YOUR ASSIGNMENT:
Take the lines from the beginning of the material through the line containing "Return the outline of every instance of the fence" and retype them exactly, leaving the pictures out.

DATA SUPPLIED:

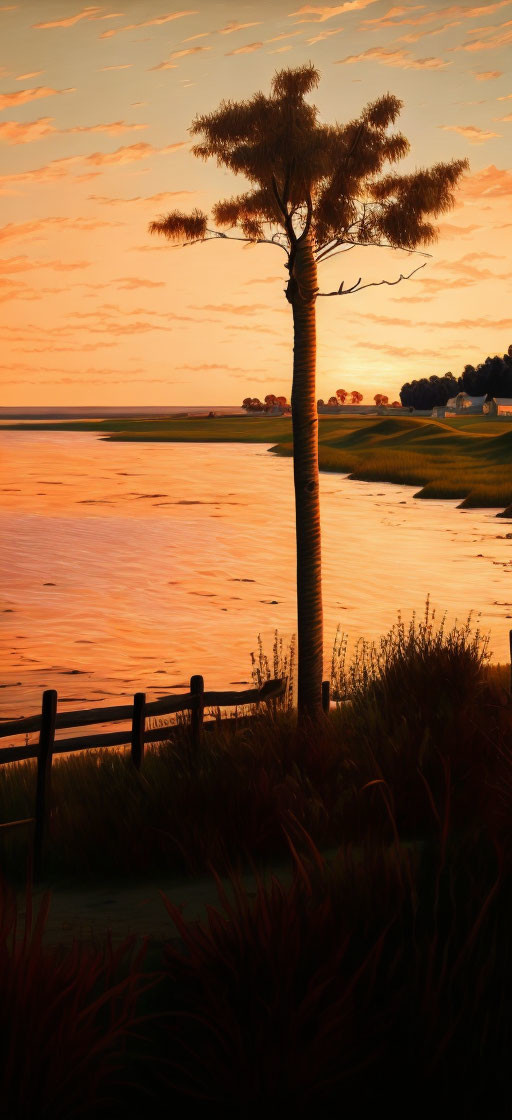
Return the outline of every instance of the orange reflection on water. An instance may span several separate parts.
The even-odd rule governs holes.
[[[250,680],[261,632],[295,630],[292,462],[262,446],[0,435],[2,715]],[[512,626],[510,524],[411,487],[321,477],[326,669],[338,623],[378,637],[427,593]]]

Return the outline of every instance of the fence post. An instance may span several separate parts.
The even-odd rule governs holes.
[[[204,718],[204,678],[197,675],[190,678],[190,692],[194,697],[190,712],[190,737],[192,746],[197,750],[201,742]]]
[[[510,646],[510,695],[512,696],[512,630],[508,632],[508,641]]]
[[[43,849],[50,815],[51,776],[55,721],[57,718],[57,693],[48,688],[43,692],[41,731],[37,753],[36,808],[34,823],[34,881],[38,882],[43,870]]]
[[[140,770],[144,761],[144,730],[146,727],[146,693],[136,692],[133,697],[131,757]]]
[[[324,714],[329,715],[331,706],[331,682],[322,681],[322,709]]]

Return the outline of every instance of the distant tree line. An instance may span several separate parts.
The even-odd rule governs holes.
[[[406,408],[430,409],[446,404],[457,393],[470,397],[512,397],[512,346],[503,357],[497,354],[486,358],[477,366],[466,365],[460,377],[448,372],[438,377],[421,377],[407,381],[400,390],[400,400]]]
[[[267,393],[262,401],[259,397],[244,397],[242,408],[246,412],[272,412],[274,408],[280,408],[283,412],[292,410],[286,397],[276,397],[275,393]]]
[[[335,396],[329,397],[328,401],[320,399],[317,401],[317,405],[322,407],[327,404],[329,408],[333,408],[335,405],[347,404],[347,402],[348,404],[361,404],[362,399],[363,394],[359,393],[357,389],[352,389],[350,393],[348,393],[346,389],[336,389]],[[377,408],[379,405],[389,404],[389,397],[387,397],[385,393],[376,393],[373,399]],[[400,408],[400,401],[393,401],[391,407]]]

OUTPUT FOR THIS EXERCISE:
Return the outline of every instance of the orange reflection on water. An instance may span several separate parts.
The even-odd rule governs holes.
[[[250,680],[261,632],[295,630],[292,462],[262,446],[0,435],[2,715]],[[512,626],[510,524],[411,487],[321,477],[326,669],[338,623],[378,637],[427,593]]]

Return the outline of every instance of the fence post. An instance may span several separate parts.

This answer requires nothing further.